(SUPPLIED DATA)

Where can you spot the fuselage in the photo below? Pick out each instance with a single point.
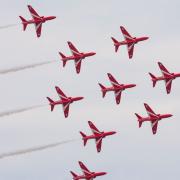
(41, 19)
(79, 56)
(155, 117)
(90, 176)
(120, 87)
(100, 135)
(68, 100)
(168, 77)
(134, 40)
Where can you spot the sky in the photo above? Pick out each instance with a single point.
(132, 153)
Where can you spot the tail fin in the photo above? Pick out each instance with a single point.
(84, 137)
(73, 174)
(116, 44)
(103, 89)
(139, 119)
(51, 102)
(154, 79)
(63, 56)
(24, 22)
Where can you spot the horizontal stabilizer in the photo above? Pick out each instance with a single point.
(103, 89)
(51, 103)
(154, 79)
(63, 60)
(139, 119)
(24, 22)
(84, 137)
(116, 44)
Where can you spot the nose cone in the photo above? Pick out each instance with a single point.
(103, 173)
(80, 98)
(169, 115)
(52, 17)
(133, 85)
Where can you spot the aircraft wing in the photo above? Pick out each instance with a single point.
(33, 13)
(150, 112)
(84, 169)
(154, 125)
(164, 71)
(66, 109)
(130, 48)
(60, 93)
(78, 65)
(168, 84)
(113, 80)
(98, 144)
(94, 129)
(74, 51)
(125, 33)
(38, 27)
(118, 96)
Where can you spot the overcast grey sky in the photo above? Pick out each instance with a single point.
(131, 154)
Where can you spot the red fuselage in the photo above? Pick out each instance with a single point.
(120, 87)
(171, 76)
(155, 118)
(40, 19)
(132, 41)
(69, 100)
(79, 56)
(100, 135)
(91, 176)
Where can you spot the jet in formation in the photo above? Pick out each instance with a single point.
(116, 87)
(166, 76)
(152, 117)
(129, 41)
(77, 56)
(87, 175)
(97, 135)
(64, 100)
(36, 20)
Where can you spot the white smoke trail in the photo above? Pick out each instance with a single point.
(34, 149)
(8, 113)
(20, 68)
(8, 26)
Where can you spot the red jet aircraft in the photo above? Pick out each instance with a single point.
(97, 135)
(64, 100)
(76, 57)
(166, 76)
(129, 41)
(87, 175)
(152, 117)
(36, 20)
(116, 87)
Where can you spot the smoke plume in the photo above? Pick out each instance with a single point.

(WHAT IS REQUIRED) The full listing, reproduced exactly and without pictures, is the expected output.

(TASK RESULT)
Where can you spot the fuselage in the photo below? Pick out each instance with a single point.
(41, 19)
(79, 56)
(155, 117)
(90, 176)
(120, 87)
(100, 135)
(68, 100)
(168, 77)
(134, 40)
Where can you spot the sky in the photo above? Pick out each instance with a single point.
(132, 153)
Where can you spot the tail fin in the photo above? Pick out each instance with a single point.
(84, 137)
(73, 174)
(116, 44)
(103, 89)
(139, 119)
(51, 102)
(154, 79)
(63, 56)
(24, 22)
Where can you spot the horizontal stabilizer in the photo above? Pick out each instance with a single point.
(103, 89)
(51, 103)
(154, 79)
(63, 60)
(139, 119)
(24, 22)
(84, 137)
(116, 44)
Where can you spot the nose cone in the photo above? Pick out each instance with a single point.
(103, 173)
(80, 98)
(169, 115)
(52, 17)
(133, 85)
Where can you spot the aircraft wing in the photo above? Pick out each instance with a single point.
(33, 13)
(150, 112)
(84, 169)
(154, 125)
(164, 71)
(66, 109)
(130, 48)
(60, 93)
(78, 65)
(168, 84)
(113, 80)
(98, 144)
(94, 129)
(74, 51)
(125, 33)
(38, 27)
(118, 96)
Where can you spot the overcast grey sky in the photo above? Pick out each instance with a single point.
(131, 154)
Where can you spot the red fuselage in the photo above? Pick out each instance with a single point.
(120, 87)
(171, 76)
(155, 118)
(40, 19)
(132, 41)
(69, 100)
(79, 56)
(100, 135)
(91, 176)
Where can you spot the jet in formation in the photo above? Pick out each instance with a single point.
(116, 87)
(166, 76)
(152, 117)
(129, 41)
(77, 56)
(87, 175)
(97, 135)
(64, 100)
(36, 20)
Where can you spot the white smoke trail in the photo above? Pick out each instance with a single point.
(34, 149)
(8, 113)
(20, 68)
(8, 26)
Where can you spot the red jet aircraft in the photo above? Pick out each instance with a single point.
(97, 135)
(64, 100)
(76, 57)
(166, 76)
(129, 41)
(87, 175)
(152, 117)
(36, 20)
(116, 87)
Where can you spot the smoke plume in the photo above? Pick out each instance with a single point.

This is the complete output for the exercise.